課題一覧
1 – 抜粋において、紺野祐太が早く一人前の医者にならなければ結婚できないとされている相手は誰ですか。
2 – 抜粋のうち、「何だかんだ言ったって、人間、最終的には自分がかわいいのである。」から「その時の祐太のそばには、沢村瑞希(水川あさみ)がいてもいい。」までを、後者の語句も含めて一字一句変えずに返してください。

____ 抜粋

平成エンタメ研究所

最近は政治ブログのようになって来ました。世を憂う日々。悪くなっていく社会にひと言。

37歳で医者になった僕~「医者である以上、患者に信頼されるよう努力すべきだと思うんです」

2012年04月11日 | 職業ドラマ
 理想と現実。
 組織と個人。
 このテーマは、さまざまな形で描かれてきた。
 主人公は理想を抱き、利益優先・機能重視の組織と戦う。

 紺野祐太(草なぎ剛)もそんな主人公達のうちのひとり。
 先輩医師や医学部教授に異論を唱えたり、プライドを傷つけたりすれば、自分の将来はなくなる。
 早く一人前の医者にならなければ、葛城すず(ミムラ)と結婚して、幸せにしてあげることも出来ない。
 そのため、祐太は悩むが、最後には理想を貫く。

 何だかんだ言ったって、人間、最終的には自分がかわいいのである。
 今回の患者・多田守のことだって、口から物を食べられなくなっても、自分には痛くもかゆくもない。多田の命が失われるわけじゃないし。
 それよりも大事なのは、自分の将来だ。
 今は多田に申し訳ない気持ちを抱いても、いずれは忘れて何でもなくなってしまうだろう。
 それでも祐太は自分の理想を貫き通す。

 典型的な主人公ですね。
 祐太のような人物はドラマの世界だから成り立つわけで、現実ではたちまち地方病院に飛ばされてしまうような気がしますが。
 だから、早くも最終回のことを考えてしまいますが、最終回で祐太は地方の病院で働いていてほしいですね。
 それがリアリズム。
 その時の祐太のそばには、沢村瑞希(水川あさみ)がいてもいい。

________
____ 提示データ

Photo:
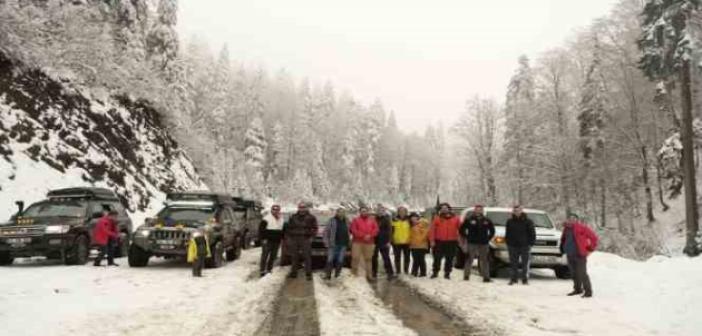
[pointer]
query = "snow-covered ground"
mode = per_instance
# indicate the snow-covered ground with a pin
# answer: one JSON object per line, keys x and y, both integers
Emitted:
{"x": 347, "y": 305}
{"x": 658, "y": 297}
{"x": 41, "y": 298}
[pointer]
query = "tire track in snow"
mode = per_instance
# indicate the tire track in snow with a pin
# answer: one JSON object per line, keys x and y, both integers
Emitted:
{"x": 349, "y": 306}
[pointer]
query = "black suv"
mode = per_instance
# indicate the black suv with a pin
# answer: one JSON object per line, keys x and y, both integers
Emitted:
{"x": 249, "y": 213}
{"x": 60, "y": 227}
{"x": 167, "y": 235}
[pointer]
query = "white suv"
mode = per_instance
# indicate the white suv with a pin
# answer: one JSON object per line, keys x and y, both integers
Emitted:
{"x": 546, "y": 252}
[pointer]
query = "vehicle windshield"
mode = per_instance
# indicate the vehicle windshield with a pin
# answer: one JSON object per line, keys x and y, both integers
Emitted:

________

各問の解答
1 – 葛城すず(ミムラ)です。

2 –
何だかんだ言ったって、人間、最終的には自分がかわいいのである。
 今回の患者・多田守のことだって、口から物を食べられなくなっても、自分には痛くもかゆくもない。多田の命が失われるわけじゃないし。
 それよりも大事なのは、自分の将来だ。
 今は多田に申し訳ない気持ちを抱いても、いずれは忘れて何でもなくなってしまうだろう。
 それでも祐太は自分の理想を貫き通す。

 典型的な主人公ですね。
 祐太のような人物はドラマの世界だから成り立つわけで、現実ではたちまち地方病院に飛ばされてしまうような気がしますが。
 だから、早くも最終回のことを考えてしまいますが、最終回で祐太は地方の病院で働いていてほしいですね。
 それがリアリズム。
 その時の祐太のそばには、沢村瑞希(水川あさみ)がいてもいい。